>> begin EXTRACT

To restrict memory consumption, the content files can be loaded in to memory 321 from storage 319 only as required by the service. When a binder is opened, the corresponding content XML file is parsed into a memory resident document which can then be read or modified. When the binder is closed the document is saved back to the corresponding XML content file.

A binder may be opened by multiple concurrent threads of execution within the metabase service. While a specific binder may be opened for reading by multiple threads, it may only be opened for modification by a single thread. A second thread attempting to open the binder for modification will be blocked until the first thread has closed the binder.

To reduce latency, a temporal cache 321 can retain the memory resident content documents for the most recently opened binders. When a binder is first opened, the corresponding content document can be added to the cache 321.

A document is removed from the cache typically when:

- A. The corresponding binder has been closed by all accessing threads.
- B. The cache is full and the document is the oldest document resident in the cache.
  Full-Text Catalogs

A full-text index stores information about significant words and their location within a given binder in full-text catalog file 327. This information is used to quickly complete full-text queries that search for binders containing particular words or combinations of words.

The full-text index is not stored within the metabase. The index is managed by a separate indexing service 301 usually provided by the operating system, not shown, that is hosting the metabase.

Whenever a binder 203 is created or changed, the metabase issues a request to the indexing service over an appropriate bus illustrated as 323. The indexing engine then invokes a metabase content filter 325 for the specified binder.

The content filter 325 is a content filter that contains logic that extracts the significant text from each of the label, track, media and store elements contained within the binder.

- For each label 211, only parameter elements which contain textual values (i.e. type=“String”) are considered significant. Furthermore, child elements that define constraints on the parameter value are ignored.
- For each track 213, only segment elements that contain textual values are considered significant. Additionally, all child parameter elements can be ignored because they describe the analysis of a media asset, not the asset itself.
- Media elements 215 can be ignored entirely because they inherently refer to files which primarily contain binary data and any textual metadata has presumably been embodied in a label or track element.
- Because store elements 217 contain data produced by other applications, the metabase filter 321 generally cannot process them directly. Rather, the metabase defers the extraction to a filter associated with the application or data type if one is available.

>> end EXTRACT
>> begin RECORDS FOR THIS EXERCISE

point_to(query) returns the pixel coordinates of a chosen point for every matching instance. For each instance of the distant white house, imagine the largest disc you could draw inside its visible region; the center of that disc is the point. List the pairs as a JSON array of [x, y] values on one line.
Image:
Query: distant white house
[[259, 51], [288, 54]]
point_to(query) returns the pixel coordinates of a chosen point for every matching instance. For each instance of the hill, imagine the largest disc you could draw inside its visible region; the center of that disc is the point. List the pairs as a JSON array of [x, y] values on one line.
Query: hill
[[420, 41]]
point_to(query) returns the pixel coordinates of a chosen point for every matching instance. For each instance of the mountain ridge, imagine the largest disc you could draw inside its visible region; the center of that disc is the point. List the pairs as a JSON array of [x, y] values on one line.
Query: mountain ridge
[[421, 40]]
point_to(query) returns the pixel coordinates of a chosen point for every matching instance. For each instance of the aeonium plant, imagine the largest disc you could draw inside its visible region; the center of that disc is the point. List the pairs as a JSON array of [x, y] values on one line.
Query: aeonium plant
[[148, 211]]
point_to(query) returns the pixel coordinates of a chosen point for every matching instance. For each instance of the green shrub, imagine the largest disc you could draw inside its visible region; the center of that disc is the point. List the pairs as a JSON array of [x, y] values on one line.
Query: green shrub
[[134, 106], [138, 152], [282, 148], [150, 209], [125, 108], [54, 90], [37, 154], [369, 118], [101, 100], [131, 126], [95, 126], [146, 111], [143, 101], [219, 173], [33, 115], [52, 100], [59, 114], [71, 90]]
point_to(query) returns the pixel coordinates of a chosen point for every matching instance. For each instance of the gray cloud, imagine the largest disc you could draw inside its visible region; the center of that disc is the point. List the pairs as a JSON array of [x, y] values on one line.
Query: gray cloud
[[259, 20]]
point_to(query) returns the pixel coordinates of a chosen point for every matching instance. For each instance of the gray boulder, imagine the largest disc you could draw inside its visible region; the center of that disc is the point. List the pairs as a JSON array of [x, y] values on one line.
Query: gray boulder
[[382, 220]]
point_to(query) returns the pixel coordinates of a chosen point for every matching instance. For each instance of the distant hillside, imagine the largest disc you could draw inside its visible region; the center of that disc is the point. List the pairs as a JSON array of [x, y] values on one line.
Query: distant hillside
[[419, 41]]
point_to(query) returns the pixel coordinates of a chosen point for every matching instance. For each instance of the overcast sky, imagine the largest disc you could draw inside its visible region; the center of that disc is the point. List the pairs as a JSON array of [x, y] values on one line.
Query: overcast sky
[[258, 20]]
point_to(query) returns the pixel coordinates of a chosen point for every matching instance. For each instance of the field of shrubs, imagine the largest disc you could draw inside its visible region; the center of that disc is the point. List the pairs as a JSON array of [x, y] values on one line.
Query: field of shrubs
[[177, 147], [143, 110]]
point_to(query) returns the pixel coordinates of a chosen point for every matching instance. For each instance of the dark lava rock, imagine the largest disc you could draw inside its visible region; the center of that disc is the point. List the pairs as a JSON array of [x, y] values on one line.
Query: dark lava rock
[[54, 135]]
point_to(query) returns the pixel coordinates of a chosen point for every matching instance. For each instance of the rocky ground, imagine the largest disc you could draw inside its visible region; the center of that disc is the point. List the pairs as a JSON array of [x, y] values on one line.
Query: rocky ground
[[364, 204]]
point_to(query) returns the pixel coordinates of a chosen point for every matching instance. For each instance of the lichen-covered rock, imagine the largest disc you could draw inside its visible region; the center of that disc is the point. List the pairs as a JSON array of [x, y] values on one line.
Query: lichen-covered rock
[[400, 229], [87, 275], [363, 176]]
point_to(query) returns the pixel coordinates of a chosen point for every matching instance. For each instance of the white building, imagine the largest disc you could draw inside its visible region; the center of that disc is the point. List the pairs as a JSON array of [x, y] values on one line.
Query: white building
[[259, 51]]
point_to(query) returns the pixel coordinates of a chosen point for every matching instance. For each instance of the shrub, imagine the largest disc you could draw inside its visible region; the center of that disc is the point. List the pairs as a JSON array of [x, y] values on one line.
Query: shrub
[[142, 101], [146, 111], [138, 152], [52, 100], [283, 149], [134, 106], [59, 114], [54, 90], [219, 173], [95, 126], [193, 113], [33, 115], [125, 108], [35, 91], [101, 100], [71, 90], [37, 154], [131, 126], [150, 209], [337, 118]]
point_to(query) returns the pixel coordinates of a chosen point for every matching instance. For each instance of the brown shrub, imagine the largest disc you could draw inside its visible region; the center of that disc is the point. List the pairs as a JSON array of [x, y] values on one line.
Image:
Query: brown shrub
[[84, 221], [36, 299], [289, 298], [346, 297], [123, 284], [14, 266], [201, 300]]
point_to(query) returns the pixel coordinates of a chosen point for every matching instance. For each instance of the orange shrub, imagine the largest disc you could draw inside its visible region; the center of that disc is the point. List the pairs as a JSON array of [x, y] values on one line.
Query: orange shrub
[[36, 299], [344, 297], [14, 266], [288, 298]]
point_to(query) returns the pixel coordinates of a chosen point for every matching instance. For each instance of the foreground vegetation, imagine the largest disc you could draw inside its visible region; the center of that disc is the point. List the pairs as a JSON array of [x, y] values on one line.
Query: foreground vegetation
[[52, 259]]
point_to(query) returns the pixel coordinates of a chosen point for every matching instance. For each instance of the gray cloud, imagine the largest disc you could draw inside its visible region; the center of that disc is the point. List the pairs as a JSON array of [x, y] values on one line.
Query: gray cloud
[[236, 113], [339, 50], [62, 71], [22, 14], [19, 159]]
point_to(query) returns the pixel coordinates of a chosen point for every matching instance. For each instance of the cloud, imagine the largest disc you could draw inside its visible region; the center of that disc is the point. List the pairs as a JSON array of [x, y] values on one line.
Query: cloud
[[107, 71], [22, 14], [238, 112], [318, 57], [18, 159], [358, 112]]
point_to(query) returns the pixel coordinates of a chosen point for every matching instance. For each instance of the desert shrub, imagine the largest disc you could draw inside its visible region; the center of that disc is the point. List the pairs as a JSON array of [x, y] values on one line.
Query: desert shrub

>> end RECORDS FOR THIS EXERCISE

YOUR TASKS
A. Repeat word for word the section of the metabase excerpt that opens with the words containing "A full-text index" and closes with "the specified binder.".
B. Rewrite the entries from their start through the line containing "[[259, 51], [288, 54]]", both ends included, keeping every line and request as it is. Multiply each point coordinate in the answers by 2.5 and round to whole numbers, with halves rounding up. Give only those lines.

SOLVED TASKS
A.
A full-text index stores information about significant words and their location within a given binder in full-text catalog file 327. This information is used to quickly complete full-text queries that search for binders containing particular words or combinations of words.

The full-text index is not stored within the metabase. The index is managed by a separate indexing service 301 usually provided by the operating system, not shown, that is hosting the metabase.

Whenever a binder 203 is created or changed, the metabase issues a request to the indexing service over an appropriate bus illustrated as 323. The indexing engine then invokes a metabase content filter 325 for the specified binder.

B.
point_to(query) returns the pixel coordinates of a chosen point for every matching instance. For each instance of the distant white house, imagine the largest disc you could draw inside its visible region; the center of that disc is the point. List the pairs as a JSON array of [x, y] values on one line.
Image:
Query: distant white house
[[648, 128], [720, 135]]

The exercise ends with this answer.